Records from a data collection
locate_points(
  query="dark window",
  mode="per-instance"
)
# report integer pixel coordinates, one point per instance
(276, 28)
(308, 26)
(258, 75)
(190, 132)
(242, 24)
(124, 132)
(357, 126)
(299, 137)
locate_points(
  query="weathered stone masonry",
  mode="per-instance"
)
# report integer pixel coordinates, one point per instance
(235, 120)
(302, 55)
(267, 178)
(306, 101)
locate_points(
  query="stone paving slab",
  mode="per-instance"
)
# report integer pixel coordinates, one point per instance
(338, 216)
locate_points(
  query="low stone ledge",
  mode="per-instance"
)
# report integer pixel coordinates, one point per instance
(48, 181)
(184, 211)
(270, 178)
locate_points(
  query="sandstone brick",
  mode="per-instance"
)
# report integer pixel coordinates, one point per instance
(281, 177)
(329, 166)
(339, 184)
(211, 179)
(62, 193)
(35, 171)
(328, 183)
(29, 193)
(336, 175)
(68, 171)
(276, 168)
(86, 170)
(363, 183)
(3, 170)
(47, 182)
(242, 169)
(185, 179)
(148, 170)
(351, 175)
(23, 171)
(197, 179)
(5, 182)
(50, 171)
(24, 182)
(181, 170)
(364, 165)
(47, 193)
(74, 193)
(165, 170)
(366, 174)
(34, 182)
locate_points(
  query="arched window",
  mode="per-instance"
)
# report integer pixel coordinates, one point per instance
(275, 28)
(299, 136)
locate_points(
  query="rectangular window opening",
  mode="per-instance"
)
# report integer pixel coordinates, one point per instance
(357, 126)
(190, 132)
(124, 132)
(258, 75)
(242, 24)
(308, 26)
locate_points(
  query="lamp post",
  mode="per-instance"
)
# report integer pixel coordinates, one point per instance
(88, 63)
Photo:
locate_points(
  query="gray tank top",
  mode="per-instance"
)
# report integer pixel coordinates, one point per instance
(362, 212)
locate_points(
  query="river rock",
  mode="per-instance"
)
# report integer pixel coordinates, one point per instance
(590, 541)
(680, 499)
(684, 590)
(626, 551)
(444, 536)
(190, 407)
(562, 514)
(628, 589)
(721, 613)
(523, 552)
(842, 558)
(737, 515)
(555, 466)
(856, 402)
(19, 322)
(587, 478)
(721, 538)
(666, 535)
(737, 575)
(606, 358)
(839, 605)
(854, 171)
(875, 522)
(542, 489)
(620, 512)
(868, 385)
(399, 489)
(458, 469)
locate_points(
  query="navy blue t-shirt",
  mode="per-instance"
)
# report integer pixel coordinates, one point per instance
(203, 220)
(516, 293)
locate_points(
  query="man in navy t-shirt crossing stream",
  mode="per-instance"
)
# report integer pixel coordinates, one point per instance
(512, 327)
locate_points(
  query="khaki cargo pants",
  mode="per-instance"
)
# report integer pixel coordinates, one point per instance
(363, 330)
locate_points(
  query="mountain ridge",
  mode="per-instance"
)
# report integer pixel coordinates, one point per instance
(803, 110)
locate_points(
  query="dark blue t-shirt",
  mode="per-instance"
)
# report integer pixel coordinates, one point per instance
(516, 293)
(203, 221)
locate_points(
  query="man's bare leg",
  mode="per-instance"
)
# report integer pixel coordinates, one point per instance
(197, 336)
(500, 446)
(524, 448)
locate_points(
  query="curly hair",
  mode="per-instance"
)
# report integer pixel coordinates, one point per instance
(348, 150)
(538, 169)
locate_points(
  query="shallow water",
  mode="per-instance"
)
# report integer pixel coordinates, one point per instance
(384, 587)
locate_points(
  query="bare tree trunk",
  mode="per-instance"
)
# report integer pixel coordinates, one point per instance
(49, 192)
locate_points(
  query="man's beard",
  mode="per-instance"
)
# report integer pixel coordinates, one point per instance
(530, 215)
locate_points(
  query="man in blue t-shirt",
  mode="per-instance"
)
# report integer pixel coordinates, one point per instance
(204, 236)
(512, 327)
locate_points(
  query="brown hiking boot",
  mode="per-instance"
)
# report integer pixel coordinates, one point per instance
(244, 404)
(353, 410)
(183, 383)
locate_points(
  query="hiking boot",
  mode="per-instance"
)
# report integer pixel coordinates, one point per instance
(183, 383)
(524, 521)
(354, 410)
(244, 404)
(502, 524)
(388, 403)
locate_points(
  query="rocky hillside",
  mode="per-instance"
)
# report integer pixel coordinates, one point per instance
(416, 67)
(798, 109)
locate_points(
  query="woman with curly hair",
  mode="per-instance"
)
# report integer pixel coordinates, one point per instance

Your task: Reproduce all the records precisely.

Completed task:
locate_points(
  query="dark window",
  mode="per-instance"
)
# report integer pixel coordinates, one point per instance
(276, 28)
(308, 26)
(258, 75)
(190, 132)
(242, 24)
(124, 132)
(357, 126)
(299, 137)
locate_points(
  query="weathered stone masonry",
  mode="per-instance"
)
# report integer pixel coordinates, one point per instance
(235, 120)
(302, 55)
(267, 178)
(306, 101)
locate_points(
  query="stone paving slab",
  mode="per-instance"
)
# report integer pixel coordinates, one point per instance
(338, 216)
locate_points(
  query="low stone ledge",
  mode="per-instance"
)
# report integer pixel coordinates, one point per instance
(48, 181)
(184, 211)
(270, 178)
locate_points(
  query="sandstone brick",
  mode="per-instance"
)
# report integer pixel coordinates, one point per instance
(281, 177)
(329, 166)
(339, 184)
(211, 179)
(62, 193)
(35, 171)
(328, 183)
(29, 193)
(336, 175)
(68, 171)
(276, 168)
(86, 170)
(363, 183)
(3, 170)
(47, 182)
(242, 169)
(185, 179)
(148, 170)
(351, 175)
(23, 171)
(197, 179)
(5, 182)
(50, 171)
(24, 182)
(181, 170)
(364, 165)
(47, 193)
(74, 193)
(165, 170)
(366, 174)
(34, 182)
locate_points(
  query="arched window",
  mode="per-instance"
)
# report integer pixel coordinates, one point per instance
(275, 28)
(299, 136)
locate_points(
  query="rectangular window opening",
  mode="per-instance"
)
# report integer pixel coordinates, one point per instance
(357, 126)
(190, 132)
(124, 132)
(258, 75)
(242, 24)
(308, 26)
locate_points(
  query="lamp post",
  mode="per-instance"
)
# report integer pixel coordinates, one point per instance
(88, 63)
Photo:
locate_points(
  query="gray tank top",
  mode="per-instance"
)
# report integer pixel coordinates, one point per instance
(362, 212)
locate_points(
  query="river rock",
  mode="per-instance"
)
# report integer pixel coordinates, one point per instance
(590, 541)
(680, 499)
(684, 590)
(626, 551)
(444, 536)
(190, 407)
(562, 514)
(628, 589)
(721, 613)
(523, 552)
(842, 558)
(737, 515)
(555, 466)
(856, 402)
(19, 322)
(587, 478)
(721, 538)
(666, 535)
(737, 575)
(606, 358)
(839, 605)
(854, 171)
(875, 522)
(542, 489)
(620, 512)
(868, 385)
(399, 489)
(458, 469)
locate_points(
  query="navy blue t-shirt",
  mode="per-instance"
)
# report integer pixel coordinates, one point per instance
(203, 220)
(516, 293)
locate_points(
  query="man in navy t-shirt crossing stream",
  mode="per-instance"
)
# report integer pixel coordinates, one point per instance
(512, 327)
locate_points(
  query="khaki cargo pants",
  mode="per-instance"
)
# report integer pixel coordinates, one point per instance
(363, 330)
locate_points(
  query="mountain ridge",
  mode="per-instance"
)
# report integer pixel coordinates, one point per instance
(803, 110)
locate_points(
  query="dark blue t-shirt",
  mode="per-instance"
)
# report integer pixel coordinates, one point per instance
(516, 293)
(203, 221)
locate_points(
  query="man's bare leg",
  mode="per-instance"
)
# report integer pixel coordinates, one point per instance
(197, 336)
(500, 446)
(524, 448)
locate_points(
  query="curly hair",
  mode="per-instance"
)
# report integer pixel coordinates, one point per instance
(348, 150)
(538, 169)
locate_points(
  query="shallow water",
  mode="per-instance"
)
# report integer pixel coordinates, one point per instance
(384, 587)
locate_points(
  query="bare tree trunk",
  mode="per-instance"
)
# report integer pixel coordinates, one point per instance
(49, 192)
locate_points(
  query="man's beard",
  mode="per-instance"
)
# report integer pixel coordinates, one point per instance
(530, 215)
locate_points(
  query="man in blue t-shirt",
  mode="per-instance"
)
# report integer pixel coordinates, one point per instance
(204, 236)
(512, 327)
locate_points(
  query="brown hiking boot",
  mode="per-instance"
)
# report integer pixel coordinates, one point per instance
(244, 404)
(353, 410)
(183, 383)
locate_points(
  query="hiking boot",
  mode="per-instance"
)
# report integer pixel coordinates, one point per instance
(183, 383)
(524, 521)
(354, 410)
(244, 404)
(502, 524)
(388, 403)
locate_points(
  query="rocky hillside",
  mode="per-instance"
)
# report integer pixel coordinates, one point per instance
(416, 67)
(798, 109)
locate_points(
  query="woman with curly hair",
  mode="per-instance"
)
# report integer pixel coordinates, one point per instance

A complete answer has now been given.